## WHAT YOU SHOULD DO
In the text on urinary KGM, which two disorders show only a weak relationship between urinary KGM levels and hyperammonemia?

*** Opening GIVEN TEXT ***

In summary, the data in Table 2 show that increased urinary KGM is an excellent indicator of primary hyperammonemia resulting from defects of the urea cycle. Increased urinary KGM also appears to be a good indicator for other diseases that give rise to primary hyperammonemia, such as HHH and LPI. However, because the number of cases analyzed was low (2 and 3, respectively) and blood ammonia levels were not always available more work is needed to verify this conclusion. For propionic acidemia and methylmalonic acidemia, the relationship between urinary KGM levels and hyperammonemia is weak.

The National Institutes of Health (NIH) definition of a biomarker is “a characteristic that is objectively measured and evaluated as an indicator of normal biologic processes, pathogenic processes, or pharmacologic responses to a therapeutic intervention”. We show here that elevated urinary KGM is an indicator of a pathogenic process (i.e., hyperammonemia). Thus, according to the NIH definition, KGM is a biomarker for hyperammonemia associated with urea cycle disorders and probably for most other diseases resulting in hyperammonemia, provided that the TCA cycle is not severely compromised.

*** Closing GIVEN TEXT ***
*** Opening AVAILABLE DATA ***

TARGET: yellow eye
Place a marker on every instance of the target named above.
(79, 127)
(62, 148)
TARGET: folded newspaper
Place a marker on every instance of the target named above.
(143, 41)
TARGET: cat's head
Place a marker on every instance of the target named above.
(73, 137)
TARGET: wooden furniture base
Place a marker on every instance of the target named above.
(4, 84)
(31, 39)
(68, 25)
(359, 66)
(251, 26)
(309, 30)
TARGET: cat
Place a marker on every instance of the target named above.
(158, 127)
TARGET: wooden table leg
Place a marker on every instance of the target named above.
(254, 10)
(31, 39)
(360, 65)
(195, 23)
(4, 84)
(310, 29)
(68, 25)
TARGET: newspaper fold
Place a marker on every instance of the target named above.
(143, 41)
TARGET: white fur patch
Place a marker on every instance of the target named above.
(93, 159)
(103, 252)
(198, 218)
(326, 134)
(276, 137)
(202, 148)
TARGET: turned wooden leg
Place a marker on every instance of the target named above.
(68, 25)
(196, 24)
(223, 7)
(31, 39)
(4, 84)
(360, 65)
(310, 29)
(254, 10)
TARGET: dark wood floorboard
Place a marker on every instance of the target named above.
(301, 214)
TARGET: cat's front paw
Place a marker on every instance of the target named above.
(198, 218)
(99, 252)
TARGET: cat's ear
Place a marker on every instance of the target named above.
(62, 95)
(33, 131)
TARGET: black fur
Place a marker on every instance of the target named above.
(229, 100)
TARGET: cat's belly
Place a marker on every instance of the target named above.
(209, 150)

*** Closing AVAILABLE DATA ***
*** Opening AVAILABLE DATA ***

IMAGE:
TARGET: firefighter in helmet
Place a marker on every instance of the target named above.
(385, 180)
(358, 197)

*** Closing AVAILABLE DATA ***

## REPLY TO THE TASK
Propionic acidemia and methylmalonic acidemia.